◆ Work order: The output should be all lines of the entries below in which the word "small" occurs.

◆ Data shown:
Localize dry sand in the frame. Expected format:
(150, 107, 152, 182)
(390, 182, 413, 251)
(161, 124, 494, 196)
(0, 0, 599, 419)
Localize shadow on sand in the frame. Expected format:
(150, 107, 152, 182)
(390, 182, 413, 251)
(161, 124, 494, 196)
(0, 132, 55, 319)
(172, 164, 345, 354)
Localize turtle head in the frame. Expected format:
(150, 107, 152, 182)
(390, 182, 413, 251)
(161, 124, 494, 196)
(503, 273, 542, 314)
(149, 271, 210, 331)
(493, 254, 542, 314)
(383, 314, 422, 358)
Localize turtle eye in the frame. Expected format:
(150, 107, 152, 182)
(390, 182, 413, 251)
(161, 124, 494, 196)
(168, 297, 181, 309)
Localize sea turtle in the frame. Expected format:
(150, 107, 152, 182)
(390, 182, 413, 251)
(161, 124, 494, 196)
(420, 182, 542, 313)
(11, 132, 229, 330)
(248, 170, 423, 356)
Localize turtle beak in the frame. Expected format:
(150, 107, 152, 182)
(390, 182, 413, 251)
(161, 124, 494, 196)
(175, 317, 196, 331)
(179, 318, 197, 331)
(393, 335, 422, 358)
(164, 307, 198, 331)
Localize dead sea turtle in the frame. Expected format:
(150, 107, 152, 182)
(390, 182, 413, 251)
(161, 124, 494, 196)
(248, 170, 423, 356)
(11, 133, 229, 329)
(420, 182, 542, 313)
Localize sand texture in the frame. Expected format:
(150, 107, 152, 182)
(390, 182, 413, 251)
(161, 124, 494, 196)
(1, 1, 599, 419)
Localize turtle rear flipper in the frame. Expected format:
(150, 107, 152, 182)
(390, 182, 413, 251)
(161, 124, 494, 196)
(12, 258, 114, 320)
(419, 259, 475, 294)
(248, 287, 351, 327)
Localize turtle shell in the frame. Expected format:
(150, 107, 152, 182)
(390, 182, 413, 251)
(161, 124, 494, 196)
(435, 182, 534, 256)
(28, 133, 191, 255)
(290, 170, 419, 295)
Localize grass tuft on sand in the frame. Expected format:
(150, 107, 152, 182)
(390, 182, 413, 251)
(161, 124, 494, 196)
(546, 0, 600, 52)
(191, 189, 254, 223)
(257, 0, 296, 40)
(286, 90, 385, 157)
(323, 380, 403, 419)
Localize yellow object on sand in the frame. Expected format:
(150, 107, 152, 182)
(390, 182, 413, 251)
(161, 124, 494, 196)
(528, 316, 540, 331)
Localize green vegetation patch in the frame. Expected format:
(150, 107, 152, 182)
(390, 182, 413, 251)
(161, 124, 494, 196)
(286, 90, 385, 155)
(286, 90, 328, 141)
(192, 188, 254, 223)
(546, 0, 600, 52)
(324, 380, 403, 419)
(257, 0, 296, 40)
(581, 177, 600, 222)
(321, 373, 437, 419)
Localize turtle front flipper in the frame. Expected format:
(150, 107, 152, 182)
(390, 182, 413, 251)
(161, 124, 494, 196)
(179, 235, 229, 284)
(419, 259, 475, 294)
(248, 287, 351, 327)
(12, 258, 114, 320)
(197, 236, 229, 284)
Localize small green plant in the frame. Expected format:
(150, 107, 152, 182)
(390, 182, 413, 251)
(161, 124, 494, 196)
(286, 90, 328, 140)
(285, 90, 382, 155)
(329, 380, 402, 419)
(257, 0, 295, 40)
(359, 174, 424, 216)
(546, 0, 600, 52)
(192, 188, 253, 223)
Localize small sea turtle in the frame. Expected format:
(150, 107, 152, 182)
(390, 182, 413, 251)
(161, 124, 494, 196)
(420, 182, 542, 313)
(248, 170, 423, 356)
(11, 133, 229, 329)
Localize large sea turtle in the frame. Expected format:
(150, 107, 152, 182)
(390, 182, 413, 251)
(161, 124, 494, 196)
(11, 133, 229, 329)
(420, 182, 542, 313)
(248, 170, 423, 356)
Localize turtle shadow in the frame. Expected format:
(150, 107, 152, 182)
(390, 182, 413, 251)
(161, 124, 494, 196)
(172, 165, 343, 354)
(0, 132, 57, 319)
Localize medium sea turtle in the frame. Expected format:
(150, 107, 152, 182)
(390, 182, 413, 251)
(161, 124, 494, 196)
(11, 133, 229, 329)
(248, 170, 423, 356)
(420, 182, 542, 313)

◆ Task result:
Localize small green plant in the frame. Expected format:
Localize small sea turtle in the frame. Expected format:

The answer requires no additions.